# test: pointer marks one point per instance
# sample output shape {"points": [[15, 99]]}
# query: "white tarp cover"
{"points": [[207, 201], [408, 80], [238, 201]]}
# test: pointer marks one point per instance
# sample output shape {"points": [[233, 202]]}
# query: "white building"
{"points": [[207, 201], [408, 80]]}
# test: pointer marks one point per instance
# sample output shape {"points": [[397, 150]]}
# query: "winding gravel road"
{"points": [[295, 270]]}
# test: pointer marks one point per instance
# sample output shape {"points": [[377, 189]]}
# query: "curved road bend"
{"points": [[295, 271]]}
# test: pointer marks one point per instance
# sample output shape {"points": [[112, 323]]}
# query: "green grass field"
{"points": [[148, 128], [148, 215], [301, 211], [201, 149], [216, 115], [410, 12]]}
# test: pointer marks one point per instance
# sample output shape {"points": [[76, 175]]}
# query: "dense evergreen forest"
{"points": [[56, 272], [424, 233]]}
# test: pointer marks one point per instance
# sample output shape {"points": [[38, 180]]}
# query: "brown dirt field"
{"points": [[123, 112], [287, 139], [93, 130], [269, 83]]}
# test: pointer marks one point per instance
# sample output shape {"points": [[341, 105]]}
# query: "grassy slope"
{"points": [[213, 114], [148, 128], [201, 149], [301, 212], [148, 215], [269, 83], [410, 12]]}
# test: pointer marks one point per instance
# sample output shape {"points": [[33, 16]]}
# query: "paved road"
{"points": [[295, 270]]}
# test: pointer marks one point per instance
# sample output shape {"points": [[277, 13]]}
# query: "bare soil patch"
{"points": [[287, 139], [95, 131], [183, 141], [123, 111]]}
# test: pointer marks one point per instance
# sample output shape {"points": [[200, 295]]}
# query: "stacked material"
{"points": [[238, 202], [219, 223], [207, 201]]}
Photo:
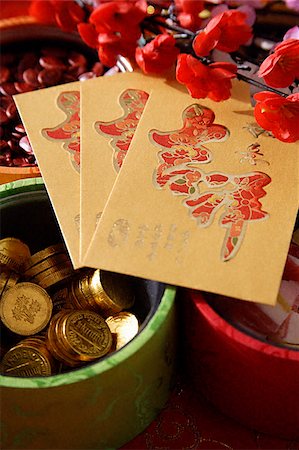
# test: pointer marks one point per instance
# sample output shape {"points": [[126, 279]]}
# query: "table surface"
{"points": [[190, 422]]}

**Work to complete:**
Your task is to set down the records shown above exactly, minus any pictures.

**Response:**
# test: pointer marks one point per instance
# sample output shape {"points": [[15, 99]]}
# query: "white tarp cover"
{"points": [[207, 201], [408, 80], [238, 201]]}
# test: pointer marks one point per instance
# sample output shape {"points": [[233, 202]]}
# query: "white building"
{"points": [[207, 201], [408, 80]]}
# test: pointer marks one point per instance
# sample output shape {"points": [[397, 150]]}
# query: "winding gravel road"
{"points": [[295, 270]]}
# test: pointer marks one point per instance
# sample output shape {"points": [[377, 189]]}
# query: "curved road bend"
{"points": [[295, 271]]}
# test: pointer marks one point per instance
# sample output shape {"points": [[112, 323]]}
# query: "green grass field"
{"points": [[148, 128], [148, 215], [301, 211], [201, 149], [216, 115], [410, 12]]}
# test: pointer marks one point per instance
# sample output shape {"points": [[76, 175]]}
# query: "dense evergreen forest"
{"points": [[56, 272], [424, 233]]}
# test: pointer marks one point per instance
# sample output shape {"points": [[38, 180]]}
# query: "brown dirt field"
{"points": [[123, 112], [287, 139], [93, 130], [269, 83]]}
# test: pointer marks one point per instance
# sample output shape {"points": [[341, 105]]}
# query: "grassy slope"
{"points": [[213, 114], [148, 128], [201, 149], [301, 212], [148, 215], [269, 83], [410, 12]]}
# test: pointer marks one point per instance
# sample output shape {"points": [[33, 16]]}
# query: "paved road"
{"points": [[295, 270]]}
# test: pointer marks one point per instance
# sample output shape {"points": [[277, 13]]}
# query: "bare soil patch"
{"points": [[287, 139], [95, 131], [183, 141], [123, 111]]}
# test: pointer marks one point per instance
# sample output shape {"points": [[200, 295]]}
# query: "stacked material"
{"points": [[238, 202], [219, 223], [207, 201]]}
Photo:
# test: pointer marks one point per instance
# sample output shape {"points": [[126, 279]]}
# query: "table surface"
{"points": [[190, 422]]}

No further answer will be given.